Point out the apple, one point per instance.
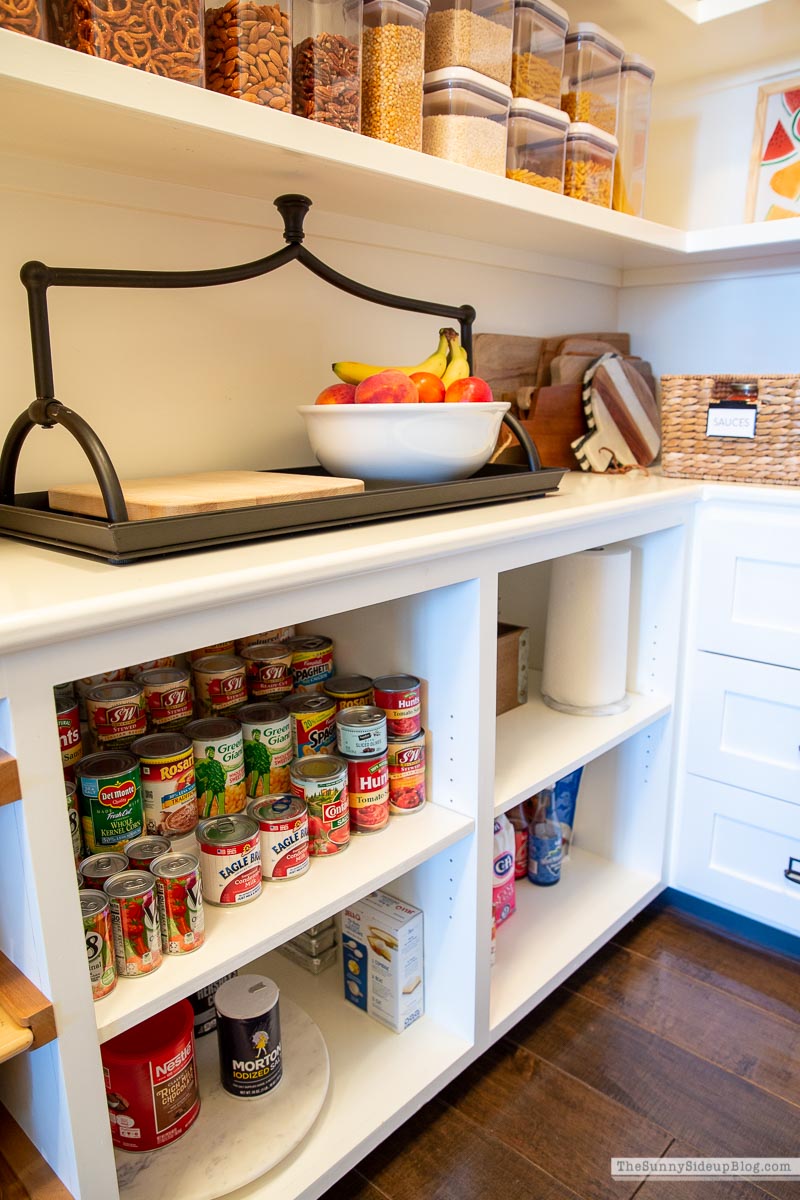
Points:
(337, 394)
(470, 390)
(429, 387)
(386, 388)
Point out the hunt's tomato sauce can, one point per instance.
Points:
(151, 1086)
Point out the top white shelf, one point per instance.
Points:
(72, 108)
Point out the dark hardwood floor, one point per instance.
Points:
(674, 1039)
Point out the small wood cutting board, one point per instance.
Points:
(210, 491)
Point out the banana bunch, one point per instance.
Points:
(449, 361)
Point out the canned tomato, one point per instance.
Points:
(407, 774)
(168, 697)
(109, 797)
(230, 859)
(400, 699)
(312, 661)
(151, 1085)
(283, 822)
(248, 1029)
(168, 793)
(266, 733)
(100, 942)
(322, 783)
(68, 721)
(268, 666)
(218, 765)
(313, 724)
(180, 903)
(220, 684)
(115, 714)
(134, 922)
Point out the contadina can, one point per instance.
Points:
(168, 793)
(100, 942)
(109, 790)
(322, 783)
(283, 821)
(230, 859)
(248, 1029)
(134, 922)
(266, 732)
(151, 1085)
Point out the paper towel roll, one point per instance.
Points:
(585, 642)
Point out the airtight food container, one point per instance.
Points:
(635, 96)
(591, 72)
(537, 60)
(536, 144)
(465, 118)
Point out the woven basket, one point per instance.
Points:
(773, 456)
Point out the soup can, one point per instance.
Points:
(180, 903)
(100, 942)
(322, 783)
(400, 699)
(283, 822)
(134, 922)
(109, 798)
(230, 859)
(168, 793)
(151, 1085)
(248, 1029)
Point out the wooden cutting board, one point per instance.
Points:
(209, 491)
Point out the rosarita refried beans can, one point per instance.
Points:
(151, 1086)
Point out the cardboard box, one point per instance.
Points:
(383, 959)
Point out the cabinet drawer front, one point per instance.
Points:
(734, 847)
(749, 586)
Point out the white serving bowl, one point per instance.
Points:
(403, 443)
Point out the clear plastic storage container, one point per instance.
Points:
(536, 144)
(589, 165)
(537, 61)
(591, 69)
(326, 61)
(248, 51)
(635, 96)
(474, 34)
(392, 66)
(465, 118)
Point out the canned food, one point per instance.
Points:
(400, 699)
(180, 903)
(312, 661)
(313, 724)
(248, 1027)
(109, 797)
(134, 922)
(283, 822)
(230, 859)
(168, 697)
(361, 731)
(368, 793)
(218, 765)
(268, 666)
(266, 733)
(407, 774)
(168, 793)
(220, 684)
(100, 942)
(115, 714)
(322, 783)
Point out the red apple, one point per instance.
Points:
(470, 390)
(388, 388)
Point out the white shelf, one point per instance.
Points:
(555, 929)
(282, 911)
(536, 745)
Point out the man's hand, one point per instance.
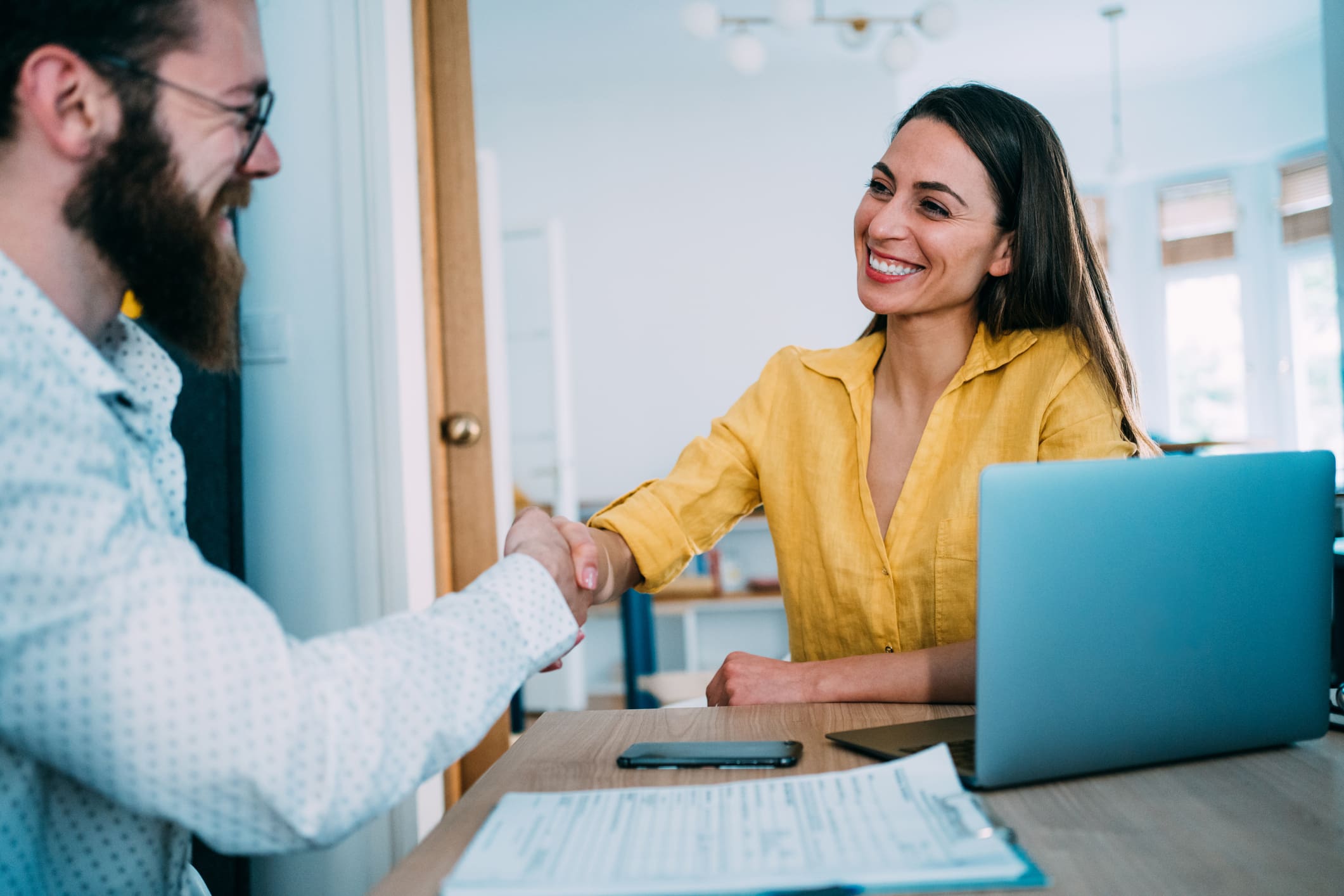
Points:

##############################

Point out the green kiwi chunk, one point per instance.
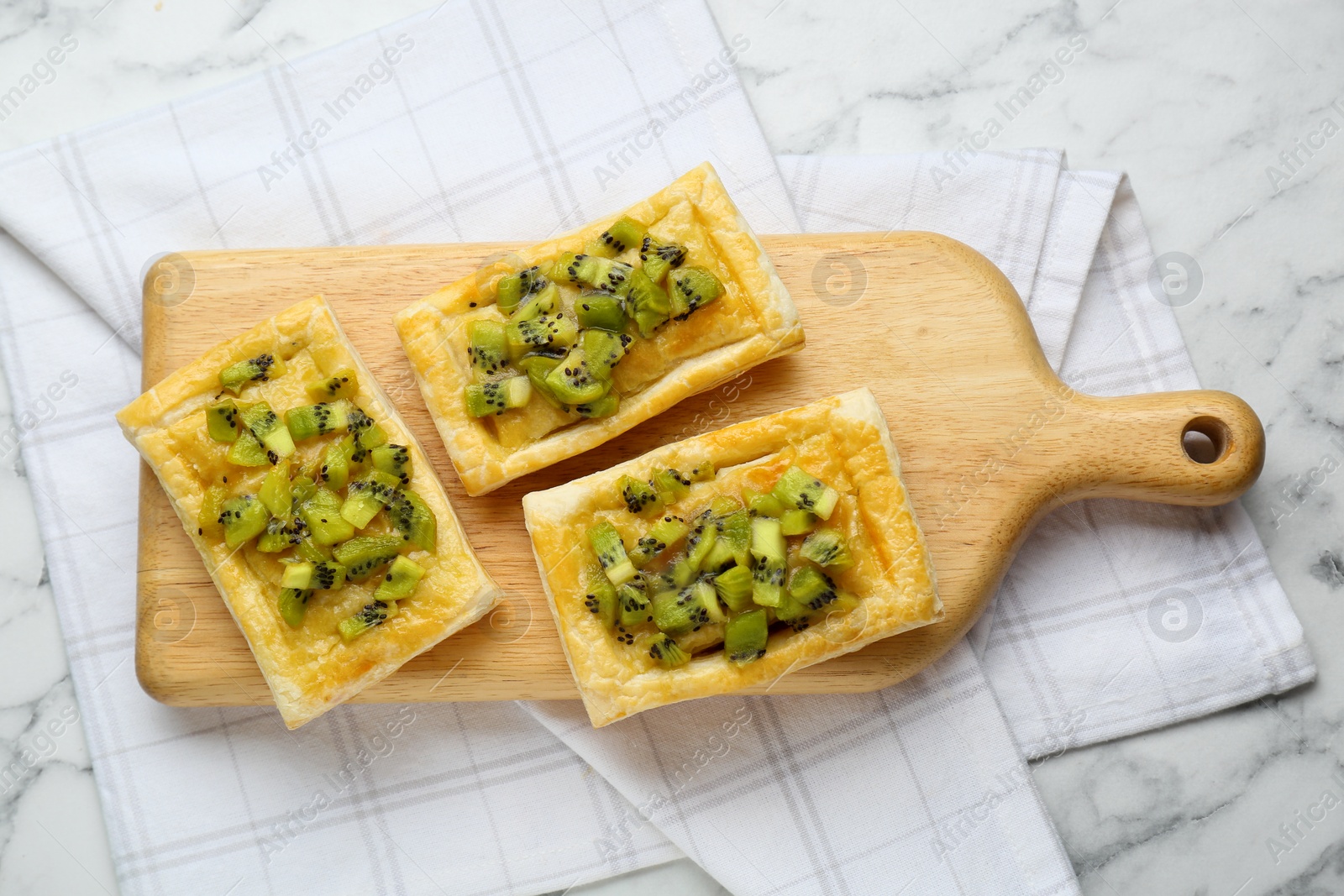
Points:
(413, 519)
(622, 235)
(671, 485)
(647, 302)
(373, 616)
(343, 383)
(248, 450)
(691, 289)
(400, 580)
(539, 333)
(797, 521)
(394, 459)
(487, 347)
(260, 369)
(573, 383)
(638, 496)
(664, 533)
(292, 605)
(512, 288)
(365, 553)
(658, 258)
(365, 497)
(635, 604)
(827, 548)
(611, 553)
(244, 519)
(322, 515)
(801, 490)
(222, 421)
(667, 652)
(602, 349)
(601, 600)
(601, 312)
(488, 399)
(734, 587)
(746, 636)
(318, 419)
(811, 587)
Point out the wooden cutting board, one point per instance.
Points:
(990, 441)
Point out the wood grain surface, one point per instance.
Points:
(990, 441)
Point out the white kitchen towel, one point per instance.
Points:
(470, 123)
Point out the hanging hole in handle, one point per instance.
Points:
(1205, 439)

##############################

*THE EXERCISE*. Return each line of the records above that contains the word "towel".

*FULL OUTPUT*.
Point out the paper towel roll, one point per instance.
Point out the white kitchen towel, one point per instance.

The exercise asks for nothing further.